── Text provided ──

Bloomsbury presents The Anarchy by William Dalrymple, read by Sid Sagar.

The top five sunday times best seller.

One of Barack Obama's best books of 2019.

Longlisted for The Baillie Gifford Prize for Non-Fiction 2019.

A Financial Times, Observer, Daily Telegraph, Wall Street Journal and Times book of the year.

In August 1765 the East India Company defeated the young Mughal emperor and forced him to establish in his richest provinces a new administration run by English merchants who collected taxes through means of a ruthless private army – what we would now call an act of involuntary privatisation.

The East India Company’s founding charter authorised it to ‘wage war’ and it had always used violence to gain its ends. But the creation of this new government marked the moment that the East India Company ceased to be a conventional international trading corporation dealing in silks and spices and became something much more unusual: an aggressive colonial power in the guise of a multinational business. In less than four decades it had trained up a security force of around 200,000 men – twice the size of the British army – and had subdued an entire subcontinent, conquering first Bengal and finally, in 1803, the Mughal capital of Delhi itself. The Company’s reach stretched until almost all of India south of the Himalayas was effectively ruled from a boardroom in London.

───
── Information provided ──

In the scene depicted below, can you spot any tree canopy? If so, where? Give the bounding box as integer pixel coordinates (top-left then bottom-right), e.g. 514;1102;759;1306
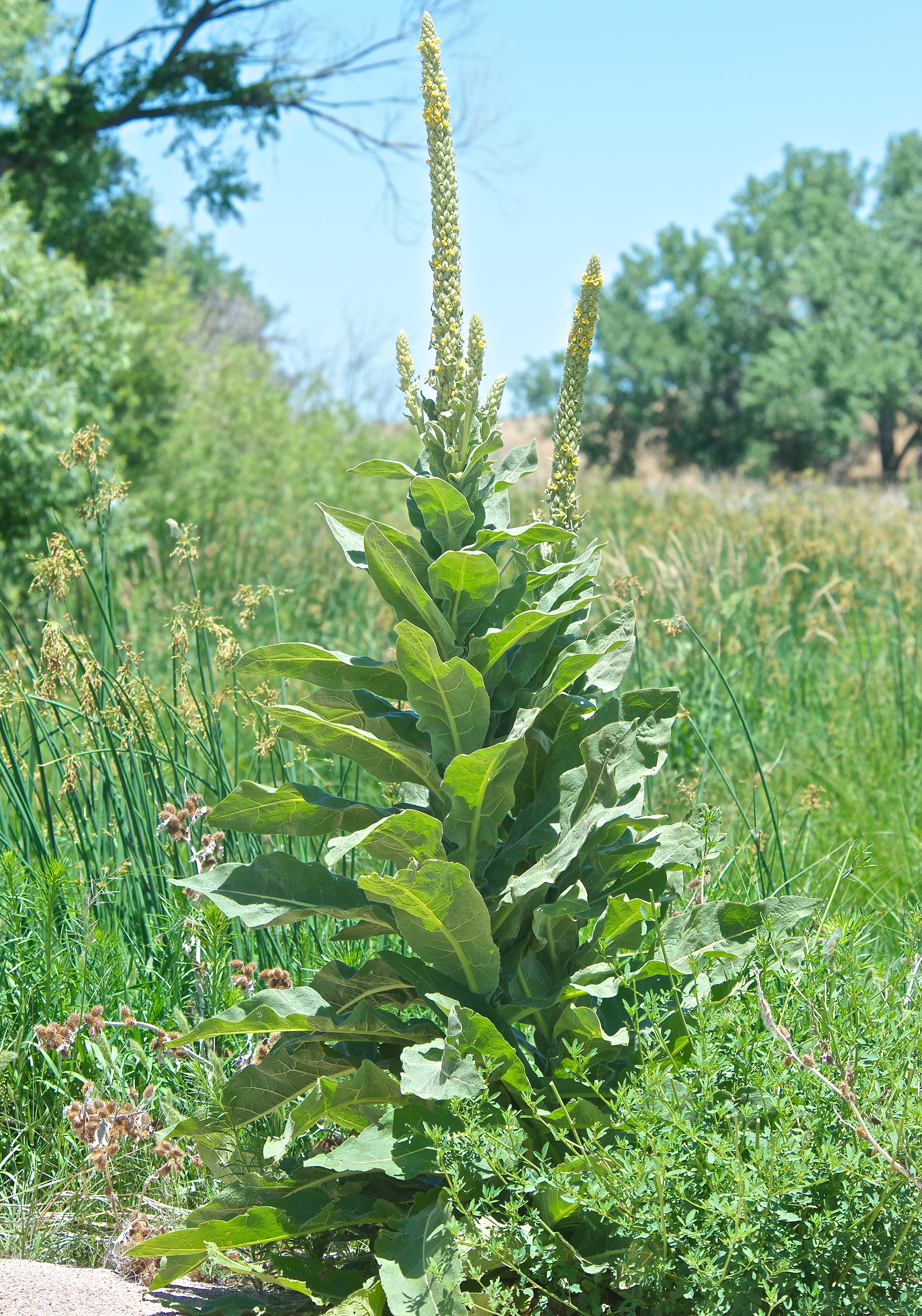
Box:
518;132;922;476
0;0;439;283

───

§ Short problem 1
Using the description of The Anarchy, decide whether each statement agrees with it: (a) the Company's security force grew to about twice the size of the British army; (b) the Company conquered Delhi before Bengal; (c) the book was longlisted for The Baillie Gifford Prize for Non-Fiction 2019. Answer yes or no for each and quote the deciding words.
§ Short problem 2
Reproduce part of the description of The Anarchy word for word, beginning at the words "Bloomsbury presents The" and stopping after "of involuntary privatisation.".

§ Expected answer 1
(a) Yes: "twice the size of the British army"
(b) No: "conquering first Bengal and finally, in 1803, the Mughal capital of Delhi itself"
(c) Yes: "Longlisted for The Baillie Gifford Prize for Non-Fiction 2019."

§ Expected answer 2
Bloomsbury presents The Anarchy by William Dalrymple, read by Sid Sagar.

The top five sunday times best seller.

One of Barack Obama's best books of 2019.

Longlisted for The Baillie Gifford Prize for Non-Fiction 2019.

A Financial Times, Observer, Daily Telegraph, Wall Street Journal and Times book of the year.

In August 1765 the East India Company defeated the young Mughal emperor and forced him to establish in his richest provinces a new administration run by English merchants who collected taxes through means of a ruthless private army – what we would now call an act of involuntary privatisation.